### WHAT IS BEING ASKED
In the listing below, give as a numbered list the lines starting with the one that contains "Where, within the image above, is the oat flake" and going on through the one that contains "[37,0,296,89]", both included, leaving out any blank lines.

A block of data
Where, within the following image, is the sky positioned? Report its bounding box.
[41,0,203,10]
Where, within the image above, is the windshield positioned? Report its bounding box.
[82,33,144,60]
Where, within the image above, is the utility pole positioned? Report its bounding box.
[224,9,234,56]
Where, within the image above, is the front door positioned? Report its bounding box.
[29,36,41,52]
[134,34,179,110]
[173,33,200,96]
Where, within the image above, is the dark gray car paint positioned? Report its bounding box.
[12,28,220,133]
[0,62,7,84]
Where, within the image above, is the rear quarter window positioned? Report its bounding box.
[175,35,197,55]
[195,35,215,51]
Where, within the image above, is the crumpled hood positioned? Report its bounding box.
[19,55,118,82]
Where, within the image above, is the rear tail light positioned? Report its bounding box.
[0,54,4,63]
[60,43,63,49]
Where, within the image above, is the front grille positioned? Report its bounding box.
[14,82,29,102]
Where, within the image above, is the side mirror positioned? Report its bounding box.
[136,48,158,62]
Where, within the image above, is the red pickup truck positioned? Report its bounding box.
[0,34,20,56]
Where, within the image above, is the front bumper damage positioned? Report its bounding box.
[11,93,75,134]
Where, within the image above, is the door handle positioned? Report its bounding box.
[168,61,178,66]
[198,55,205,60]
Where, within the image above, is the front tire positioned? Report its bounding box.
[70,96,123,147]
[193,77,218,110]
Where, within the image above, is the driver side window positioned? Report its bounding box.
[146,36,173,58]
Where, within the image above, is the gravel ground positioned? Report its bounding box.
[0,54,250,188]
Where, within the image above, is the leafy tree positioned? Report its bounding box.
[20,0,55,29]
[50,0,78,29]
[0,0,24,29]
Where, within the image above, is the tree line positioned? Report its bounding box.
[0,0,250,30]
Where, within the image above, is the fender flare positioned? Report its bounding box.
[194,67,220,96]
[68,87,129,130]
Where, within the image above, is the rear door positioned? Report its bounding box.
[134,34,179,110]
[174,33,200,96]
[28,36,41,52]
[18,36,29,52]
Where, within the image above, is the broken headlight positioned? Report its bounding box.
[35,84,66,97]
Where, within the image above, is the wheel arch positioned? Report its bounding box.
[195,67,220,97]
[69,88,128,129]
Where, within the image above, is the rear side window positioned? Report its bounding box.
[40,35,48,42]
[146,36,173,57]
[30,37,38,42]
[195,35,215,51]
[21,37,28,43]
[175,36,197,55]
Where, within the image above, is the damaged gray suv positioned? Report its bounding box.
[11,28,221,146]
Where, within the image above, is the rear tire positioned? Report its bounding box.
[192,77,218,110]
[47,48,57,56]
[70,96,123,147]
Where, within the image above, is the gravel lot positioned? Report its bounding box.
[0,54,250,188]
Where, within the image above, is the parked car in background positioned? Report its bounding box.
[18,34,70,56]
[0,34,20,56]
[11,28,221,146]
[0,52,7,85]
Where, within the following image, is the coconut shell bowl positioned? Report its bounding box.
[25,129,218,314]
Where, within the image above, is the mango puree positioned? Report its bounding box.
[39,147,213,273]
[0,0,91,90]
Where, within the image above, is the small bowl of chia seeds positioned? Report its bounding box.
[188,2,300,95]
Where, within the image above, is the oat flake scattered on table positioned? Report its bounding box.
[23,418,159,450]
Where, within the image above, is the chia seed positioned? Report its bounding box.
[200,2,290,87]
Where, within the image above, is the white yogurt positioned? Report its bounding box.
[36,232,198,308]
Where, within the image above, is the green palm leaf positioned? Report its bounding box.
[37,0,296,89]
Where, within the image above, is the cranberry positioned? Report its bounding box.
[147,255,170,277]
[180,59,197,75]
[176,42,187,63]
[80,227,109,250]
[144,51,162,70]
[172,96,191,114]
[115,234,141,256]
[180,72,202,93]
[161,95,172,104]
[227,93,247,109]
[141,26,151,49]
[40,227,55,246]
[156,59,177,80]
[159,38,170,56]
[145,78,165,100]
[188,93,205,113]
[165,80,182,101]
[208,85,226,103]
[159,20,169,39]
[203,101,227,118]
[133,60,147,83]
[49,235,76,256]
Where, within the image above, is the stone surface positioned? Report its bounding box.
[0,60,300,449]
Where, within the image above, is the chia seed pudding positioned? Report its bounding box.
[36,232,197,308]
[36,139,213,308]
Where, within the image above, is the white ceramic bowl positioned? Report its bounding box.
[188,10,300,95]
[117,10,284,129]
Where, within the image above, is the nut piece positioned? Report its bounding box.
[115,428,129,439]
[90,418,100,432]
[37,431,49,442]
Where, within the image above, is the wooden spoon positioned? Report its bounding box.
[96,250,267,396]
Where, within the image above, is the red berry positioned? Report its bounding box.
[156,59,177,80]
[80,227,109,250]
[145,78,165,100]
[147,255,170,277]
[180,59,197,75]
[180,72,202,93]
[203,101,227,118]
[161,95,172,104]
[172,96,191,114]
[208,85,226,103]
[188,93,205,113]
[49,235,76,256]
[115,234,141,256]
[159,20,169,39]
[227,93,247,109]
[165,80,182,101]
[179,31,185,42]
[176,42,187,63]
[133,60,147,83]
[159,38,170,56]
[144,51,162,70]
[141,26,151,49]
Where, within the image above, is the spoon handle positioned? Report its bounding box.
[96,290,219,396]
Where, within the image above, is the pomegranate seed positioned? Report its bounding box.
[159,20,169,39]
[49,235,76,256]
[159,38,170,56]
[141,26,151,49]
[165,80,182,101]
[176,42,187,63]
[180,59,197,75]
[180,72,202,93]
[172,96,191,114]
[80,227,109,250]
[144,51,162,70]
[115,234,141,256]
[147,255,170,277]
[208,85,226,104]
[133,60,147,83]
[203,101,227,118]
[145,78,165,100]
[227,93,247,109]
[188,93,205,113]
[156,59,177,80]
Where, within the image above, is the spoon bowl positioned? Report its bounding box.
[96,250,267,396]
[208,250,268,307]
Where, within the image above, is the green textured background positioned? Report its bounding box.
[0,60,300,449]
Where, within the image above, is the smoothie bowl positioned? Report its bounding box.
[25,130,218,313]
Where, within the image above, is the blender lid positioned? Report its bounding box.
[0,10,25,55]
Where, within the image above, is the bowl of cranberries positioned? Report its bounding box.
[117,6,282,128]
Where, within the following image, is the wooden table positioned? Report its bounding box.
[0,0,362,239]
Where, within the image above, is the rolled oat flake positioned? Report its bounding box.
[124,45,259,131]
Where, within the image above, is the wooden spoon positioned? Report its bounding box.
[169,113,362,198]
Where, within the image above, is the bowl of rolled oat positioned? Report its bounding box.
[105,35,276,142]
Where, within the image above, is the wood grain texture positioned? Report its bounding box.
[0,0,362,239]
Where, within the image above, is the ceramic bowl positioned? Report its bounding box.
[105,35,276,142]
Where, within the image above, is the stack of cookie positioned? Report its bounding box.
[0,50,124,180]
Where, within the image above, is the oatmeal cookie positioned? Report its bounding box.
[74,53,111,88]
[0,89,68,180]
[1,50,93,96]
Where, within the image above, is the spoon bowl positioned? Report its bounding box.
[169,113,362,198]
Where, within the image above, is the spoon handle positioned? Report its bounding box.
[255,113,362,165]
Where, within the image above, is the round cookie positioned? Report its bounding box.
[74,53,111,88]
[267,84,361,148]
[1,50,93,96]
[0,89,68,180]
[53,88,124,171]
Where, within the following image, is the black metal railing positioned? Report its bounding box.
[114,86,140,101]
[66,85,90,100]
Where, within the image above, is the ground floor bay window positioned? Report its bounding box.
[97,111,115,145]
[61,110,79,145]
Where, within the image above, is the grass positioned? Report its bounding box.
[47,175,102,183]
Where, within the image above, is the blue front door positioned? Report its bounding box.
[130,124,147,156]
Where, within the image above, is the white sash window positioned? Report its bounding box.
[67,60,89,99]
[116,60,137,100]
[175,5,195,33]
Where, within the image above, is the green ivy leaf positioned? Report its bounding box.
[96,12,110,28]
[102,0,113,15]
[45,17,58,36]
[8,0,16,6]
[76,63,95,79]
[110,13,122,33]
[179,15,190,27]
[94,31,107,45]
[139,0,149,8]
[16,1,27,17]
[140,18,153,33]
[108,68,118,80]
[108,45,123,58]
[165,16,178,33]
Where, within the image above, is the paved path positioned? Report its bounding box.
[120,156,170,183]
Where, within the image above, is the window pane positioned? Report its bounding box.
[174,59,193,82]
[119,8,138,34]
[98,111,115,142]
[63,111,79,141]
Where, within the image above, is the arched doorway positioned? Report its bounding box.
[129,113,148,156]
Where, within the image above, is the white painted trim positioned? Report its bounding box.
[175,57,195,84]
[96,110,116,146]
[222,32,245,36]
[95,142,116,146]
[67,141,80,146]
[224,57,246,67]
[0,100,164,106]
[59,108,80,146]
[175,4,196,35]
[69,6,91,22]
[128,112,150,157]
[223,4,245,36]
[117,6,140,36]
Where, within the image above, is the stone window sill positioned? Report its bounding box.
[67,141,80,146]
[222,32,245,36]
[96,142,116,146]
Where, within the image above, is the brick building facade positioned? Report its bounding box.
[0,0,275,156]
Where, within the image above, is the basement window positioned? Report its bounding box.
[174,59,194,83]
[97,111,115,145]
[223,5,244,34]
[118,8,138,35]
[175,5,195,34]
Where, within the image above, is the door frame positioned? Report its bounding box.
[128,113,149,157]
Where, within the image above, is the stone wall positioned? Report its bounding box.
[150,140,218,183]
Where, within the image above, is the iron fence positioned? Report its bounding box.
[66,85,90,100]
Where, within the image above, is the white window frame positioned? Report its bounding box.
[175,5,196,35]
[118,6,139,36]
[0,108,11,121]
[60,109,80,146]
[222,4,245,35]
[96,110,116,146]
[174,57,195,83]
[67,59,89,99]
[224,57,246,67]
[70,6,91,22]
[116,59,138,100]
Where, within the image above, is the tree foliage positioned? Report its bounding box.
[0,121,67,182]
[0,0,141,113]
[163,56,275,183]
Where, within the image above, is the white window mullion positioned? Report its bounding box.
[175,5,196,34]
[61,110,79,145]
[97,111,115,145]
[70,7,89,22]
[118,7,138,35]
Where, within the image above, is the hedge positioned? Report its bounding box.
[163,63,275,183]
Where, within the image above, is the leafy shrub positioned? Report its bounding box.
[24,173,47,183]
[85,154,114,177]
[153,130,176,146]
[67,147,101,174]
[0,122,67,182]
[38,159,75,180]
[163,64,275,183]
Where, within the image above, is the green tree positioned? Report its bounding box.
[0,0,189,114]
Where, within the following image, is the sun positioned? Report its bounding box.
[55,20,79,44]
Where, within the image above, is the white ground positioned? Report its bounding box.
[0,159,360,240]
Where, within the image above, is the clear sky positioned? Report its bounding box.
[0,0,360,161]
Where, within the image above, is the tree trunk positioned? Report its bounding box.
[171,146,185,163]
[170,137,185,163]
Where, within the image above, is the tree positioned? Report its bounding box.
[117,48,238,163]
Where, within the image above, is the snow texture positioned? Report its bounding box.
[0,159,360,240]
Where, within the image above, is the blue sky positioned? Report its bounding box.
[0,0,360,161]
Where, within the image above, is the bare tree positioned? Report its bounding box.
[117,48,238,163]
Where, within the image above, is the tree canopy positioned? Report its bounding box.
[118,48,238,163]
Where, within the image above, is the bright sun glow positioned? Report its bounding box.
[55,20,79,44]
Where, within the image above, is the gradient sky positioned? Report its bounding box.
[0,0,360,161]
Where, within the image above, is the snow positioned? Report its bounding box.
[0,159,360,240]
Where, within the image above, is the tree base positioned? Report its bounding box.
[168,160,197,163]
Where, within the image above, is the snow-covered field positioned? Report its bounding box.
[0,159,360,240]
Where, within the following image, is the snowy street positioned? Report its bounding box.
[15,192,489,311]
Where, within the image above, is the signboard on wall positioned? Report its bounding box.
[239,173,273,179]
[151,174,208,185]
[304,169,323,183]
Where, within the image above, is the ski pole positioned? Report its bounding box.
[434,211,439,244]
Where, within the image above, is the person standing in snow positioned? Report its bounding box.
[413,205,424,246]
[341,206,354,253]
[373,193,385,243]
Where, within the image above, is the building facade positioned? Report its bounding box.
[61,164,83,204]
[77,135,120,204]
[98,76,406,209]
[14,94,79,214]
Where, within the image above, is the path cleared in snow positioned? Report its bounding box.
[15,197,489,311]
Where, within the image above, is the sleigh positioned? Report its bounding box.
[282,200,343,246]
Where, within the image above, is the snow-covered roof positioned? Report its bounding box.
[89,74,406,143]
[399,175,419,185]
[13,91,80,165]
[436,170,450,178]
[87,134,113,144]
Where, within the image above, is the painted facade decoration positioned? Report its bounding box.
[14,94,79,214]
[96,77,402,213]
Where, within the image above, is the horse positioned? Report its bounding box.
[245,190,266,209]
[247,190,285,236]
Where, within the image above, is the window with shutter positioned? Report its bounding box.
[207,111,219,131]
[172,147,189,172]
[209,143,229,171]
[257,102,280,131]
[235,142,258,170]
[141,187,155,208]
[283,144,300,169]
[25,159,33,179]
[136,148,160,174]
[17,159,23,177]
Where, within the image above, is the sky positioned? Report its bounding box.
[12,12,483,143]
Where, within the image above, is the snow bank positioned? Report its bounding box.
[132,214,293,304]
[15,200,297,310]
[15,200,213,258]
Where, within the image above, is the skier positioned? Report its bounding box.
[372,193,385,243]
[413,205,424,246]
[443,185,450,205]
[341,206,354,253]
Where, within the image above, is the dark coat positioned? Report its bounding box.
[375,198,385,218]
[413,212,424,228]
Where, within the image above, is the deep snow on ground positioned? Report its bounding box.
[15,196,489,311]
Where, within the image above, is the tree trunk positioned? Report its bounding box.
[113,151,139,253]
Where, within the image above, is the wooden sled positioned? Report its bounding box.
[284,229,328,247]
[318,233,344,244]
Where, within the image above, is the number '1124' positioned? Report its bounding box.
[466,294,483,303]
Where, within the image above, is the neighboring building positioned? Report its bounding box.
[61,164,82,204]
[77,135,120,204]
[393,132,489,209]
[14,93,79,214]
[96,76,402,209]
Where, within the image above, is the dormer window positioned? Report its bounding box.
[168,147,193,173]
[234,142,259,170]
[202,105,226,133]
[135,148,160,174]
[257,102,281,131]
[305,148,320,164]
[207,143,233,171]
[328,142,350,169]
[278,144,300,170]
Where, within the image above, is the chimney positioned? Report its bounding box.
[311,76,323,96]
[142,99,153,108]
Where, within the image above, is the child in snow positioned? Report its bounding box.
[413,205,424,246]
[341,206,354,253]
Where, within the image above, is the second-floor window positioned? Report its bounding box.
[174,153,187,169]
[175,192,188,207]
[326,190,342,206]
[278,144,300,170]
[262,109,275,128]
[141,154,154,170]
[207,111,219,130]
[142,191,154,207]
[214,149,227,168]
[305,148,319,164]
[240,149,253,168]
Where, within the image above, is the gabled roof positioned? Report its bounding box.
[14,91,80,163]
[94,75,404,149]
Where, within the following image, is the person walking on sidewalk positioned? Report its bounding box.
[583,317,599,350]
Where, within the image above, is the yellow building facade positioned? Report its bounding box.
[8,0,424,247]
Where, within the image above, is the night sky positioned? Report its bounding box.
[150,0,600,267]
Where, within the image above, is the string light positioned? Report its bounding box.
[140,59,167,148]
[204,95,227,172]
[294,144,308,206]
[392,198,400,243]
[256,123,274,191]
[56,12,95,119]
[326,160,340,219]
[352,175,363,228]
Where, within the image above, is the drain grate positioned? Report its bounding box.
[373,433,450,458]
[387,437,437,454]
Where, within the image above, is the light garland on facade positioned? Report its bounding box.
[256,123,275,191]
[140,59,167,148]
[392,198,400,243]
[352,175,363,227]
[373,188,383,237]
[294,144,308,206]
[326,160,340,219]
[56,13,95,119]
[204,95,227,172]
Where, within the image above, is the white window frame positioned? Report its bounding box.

### RESULT
1. Where, within the image above, is the oat flake scattered on table positioned? Report its bounding box.
2. [23,418,159,450]
3. Where, within the image above, is the chia seed positioned? Report its bounding box.
4. [200,2,290,87]
5. Where, within the image above, is the white yogurt positioned? Report its bounding box.
6. [36,232,198,308]
7. Where, within the image above, is the green palm leaf positioned? Report its bounding box.
8. [37,0,296,89]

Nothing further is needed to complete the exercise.